• **Instruction**: Pick out every line of the material that contains the string "target" and copy each of those lines in full. Case counts, so only lines where the letters match in case qualify.
___ Stored data ___
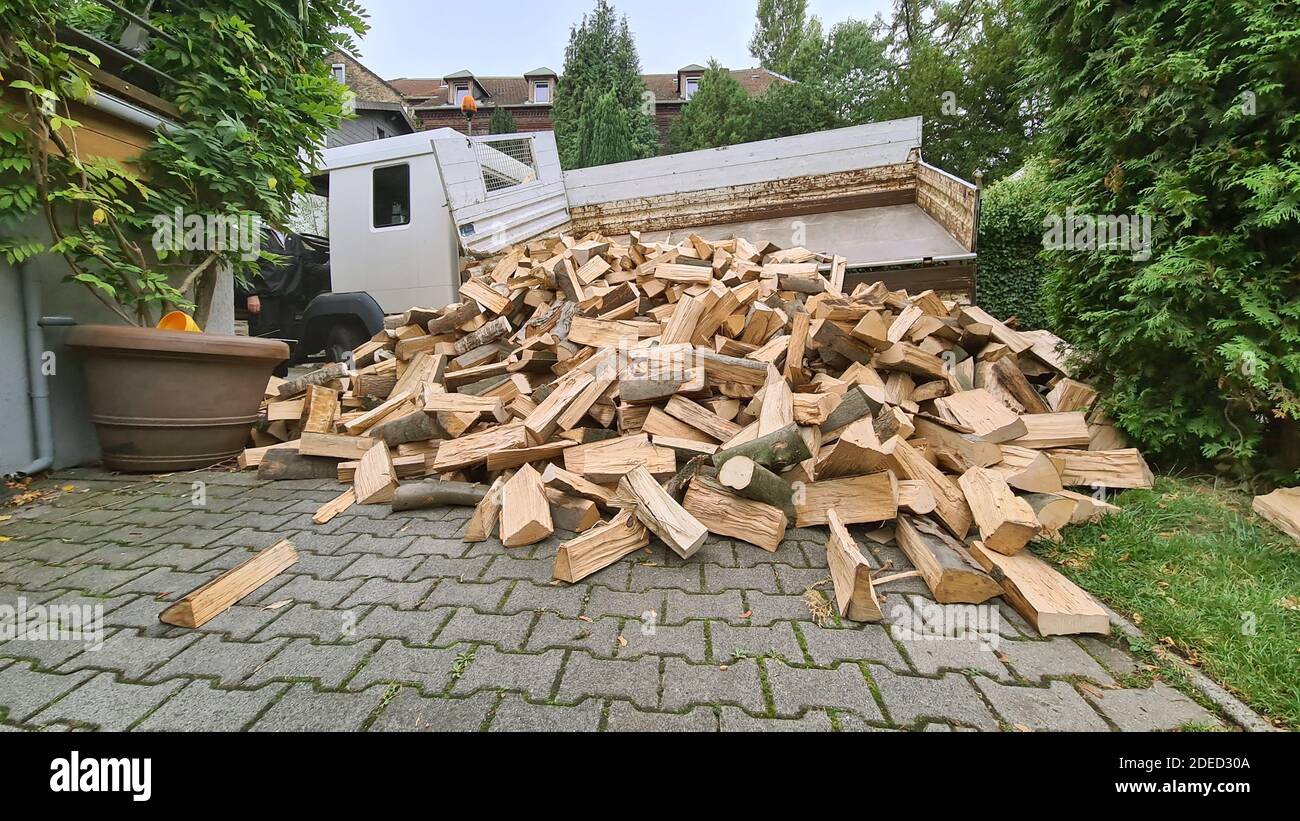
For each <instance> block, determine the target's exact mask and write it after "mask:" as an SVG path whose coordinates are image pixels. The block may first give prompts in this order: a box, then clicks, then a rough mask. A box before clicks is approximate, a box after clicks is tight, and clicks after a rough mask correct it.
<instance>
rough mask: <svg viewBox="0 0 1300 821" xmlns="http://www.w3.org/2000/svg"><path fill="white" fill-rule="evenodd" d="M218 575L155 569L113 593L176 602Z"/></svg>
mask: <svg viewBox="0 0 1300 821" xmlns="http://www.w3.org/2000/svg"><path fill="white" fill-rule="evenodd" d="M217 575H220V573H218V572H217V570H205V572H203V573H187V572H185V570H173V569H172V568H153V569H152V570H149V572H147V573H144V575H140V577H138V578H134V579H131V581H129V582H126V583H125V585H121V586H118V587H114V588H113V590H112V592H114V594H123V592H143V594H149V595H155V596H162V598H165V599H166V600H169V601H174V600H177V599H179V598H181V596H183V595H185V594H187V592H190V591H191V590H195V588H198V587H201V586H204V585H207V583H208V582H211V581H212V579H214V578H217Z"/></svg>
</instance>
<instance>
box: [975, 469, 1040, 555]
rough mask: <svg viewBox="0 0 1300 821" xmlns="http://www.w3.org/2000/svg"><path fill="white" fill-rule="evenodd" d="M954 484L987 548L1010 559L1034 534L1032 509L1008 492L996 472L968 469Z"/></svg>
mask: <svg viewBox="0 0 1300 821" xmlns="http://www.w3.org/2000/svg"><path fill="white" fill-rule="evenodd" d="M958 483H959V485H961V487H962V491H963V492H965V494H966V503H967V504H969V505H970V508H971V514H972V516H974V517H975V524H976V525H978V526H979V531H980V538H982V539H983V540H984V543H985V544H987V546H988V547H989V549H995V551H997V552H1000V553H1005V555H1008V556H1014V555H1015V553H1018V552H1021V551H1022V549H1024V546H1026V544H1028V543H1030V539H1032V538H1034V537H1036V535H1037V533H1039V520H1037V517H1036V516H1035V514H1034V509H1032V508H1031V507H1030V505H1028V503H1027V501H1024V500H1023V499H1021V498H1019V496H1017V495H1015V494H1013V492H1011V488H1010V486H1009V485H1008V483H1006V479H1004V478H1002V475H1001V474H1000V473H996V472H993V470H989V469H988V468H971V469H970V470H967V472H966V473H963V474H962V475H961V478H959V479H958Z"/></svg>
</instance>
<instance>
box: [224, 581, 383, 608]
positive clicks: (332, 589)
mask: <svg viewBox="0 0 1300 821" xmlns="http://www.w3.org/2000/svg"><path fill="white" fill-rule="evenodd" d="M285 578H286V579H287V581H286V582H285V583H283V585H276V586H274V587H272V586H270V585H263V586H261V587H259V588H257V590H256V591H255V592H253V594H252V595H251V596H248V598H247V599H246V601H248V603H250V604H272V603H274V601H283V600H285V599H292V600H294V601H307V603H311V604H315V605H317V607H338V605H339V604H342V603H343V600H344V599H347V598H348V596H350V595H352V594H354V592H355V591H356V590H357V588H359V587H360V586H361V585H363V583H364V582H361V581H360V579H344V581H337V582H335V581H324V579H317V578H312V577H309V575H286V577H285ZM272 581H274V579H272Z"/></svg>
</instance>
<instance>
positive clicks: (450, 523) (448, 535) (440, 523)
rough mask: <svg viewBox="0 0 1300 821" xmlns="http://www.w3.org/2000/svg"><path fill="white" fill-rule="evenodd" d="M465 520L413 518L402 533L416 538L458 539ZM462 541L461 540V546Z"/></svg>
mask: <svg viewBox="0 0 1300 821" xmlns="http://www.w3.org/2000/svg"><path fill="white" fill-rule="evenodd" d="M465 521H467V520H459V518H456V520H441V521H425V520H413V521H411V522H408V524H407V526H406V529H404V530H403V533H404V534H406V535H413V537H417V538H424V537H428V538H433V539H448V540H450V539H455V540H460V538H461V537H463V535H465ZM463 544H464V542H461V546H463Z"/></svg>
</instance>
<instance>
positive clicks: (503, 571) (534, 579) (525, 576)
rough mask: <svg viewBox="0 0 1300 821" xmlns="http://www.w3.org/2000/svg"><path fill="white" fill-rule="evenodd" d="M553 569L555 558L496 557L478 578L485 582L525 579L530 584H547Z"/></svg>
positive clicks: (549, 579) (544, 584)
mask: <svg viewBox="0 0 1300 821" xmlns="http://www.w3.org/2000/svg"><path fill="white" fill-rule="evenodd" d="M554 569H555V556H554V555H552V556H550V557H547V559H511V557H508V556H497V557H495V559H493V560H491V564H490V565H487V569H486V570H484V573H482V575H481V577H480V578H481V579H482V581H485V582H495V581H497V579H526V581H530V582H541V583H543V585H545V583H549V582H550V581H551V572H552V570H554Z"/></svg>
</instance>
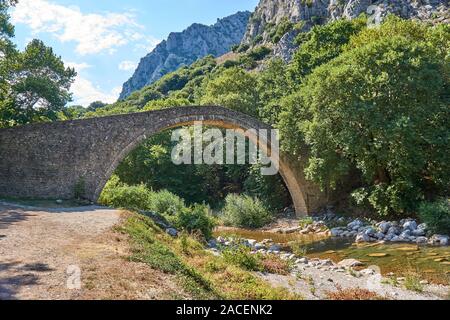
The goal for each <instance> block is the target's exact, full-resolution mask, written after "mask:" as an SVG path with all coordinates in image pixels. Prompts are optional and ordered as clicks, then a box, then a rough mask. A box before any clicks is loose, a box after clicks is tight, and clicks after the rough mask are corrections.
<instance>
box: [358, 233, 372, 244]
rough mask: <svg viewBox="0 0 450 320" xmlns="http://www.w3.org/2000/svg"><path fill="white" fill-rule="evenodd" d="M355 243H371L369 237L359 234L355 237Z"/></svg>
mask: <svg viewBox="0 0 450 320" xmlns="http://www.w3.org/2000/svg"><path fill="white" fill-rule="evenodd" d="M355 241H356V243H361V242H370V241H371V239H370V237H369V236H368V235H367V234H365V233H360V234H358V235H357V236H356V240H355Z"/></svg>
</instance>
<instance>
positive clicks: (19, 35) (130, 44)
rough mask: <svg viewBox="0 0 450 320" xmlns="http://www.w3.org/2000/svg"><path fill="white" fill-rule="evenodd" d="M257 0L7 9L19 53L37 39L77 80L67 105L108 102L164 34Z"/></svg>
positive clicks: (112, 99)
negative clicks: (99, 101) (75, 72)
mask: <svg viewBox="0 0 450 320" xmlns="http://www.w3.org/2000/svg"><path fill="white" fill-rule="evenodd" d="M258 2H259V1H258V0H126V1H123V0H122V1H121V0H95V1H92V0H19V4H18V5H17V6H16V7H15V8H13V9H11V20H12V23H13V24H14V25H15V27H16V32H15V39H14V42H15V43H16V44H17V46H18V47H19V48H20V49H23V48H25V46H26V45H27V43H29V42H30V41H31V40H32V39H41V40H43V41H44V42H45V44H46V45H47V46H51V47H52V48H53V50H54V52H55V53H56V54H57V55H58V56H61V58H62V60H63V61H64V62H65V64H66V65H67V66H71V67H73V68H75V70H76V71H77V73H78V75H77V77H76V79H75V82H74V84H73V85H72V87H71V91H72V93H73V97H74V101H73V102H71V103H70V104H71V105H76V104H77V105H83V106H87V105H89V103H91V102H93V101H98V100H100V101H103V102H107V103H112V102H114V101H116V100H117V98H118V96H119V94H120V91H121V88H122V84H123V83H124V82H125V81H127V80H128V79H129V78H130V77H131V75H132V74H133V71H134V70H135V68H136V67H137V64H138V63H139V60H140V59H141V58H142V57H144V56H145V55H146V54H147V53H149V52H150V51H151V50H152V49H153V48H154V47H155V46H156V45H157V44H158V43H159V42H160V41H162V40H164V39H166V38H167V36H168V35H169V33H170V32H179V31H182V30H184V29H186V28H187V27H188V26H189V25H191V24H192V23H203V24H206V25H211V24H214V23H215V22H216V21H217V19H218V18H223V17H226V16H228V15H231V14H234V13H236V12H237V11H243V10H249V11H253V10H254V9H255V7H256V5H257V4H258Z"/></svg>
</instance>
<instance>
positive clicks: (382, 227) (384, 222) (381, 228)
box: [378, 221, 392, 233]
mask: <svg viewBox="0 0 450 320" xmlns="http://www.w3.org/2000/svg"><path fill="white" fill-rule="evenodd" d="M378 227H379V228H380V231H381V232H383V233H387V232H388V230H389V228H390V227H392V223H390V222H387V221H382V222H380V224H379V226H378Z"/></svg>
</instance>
___
• **Task result**:
For each <instance> block, determine the target's exact mask and write it after "mask:" as an SVG path whose coordinates are image pixels. The block may first give prompts in this order: a box, then clicks, then a rough mask. A box before clicks is approximate, a box after clicks is tight, and clicks after a rough mask correct it.
The goal for each <instance> block is the target's exact, full-resolution mask, written after "mask:" as an SVG path with all coordinates in image pixels. Prompts are optional and ordered as clicks, then a box, then a rough mask. A box before any clicks is loose, a box after clicks is tight, and clicks after the rough mask are corrections.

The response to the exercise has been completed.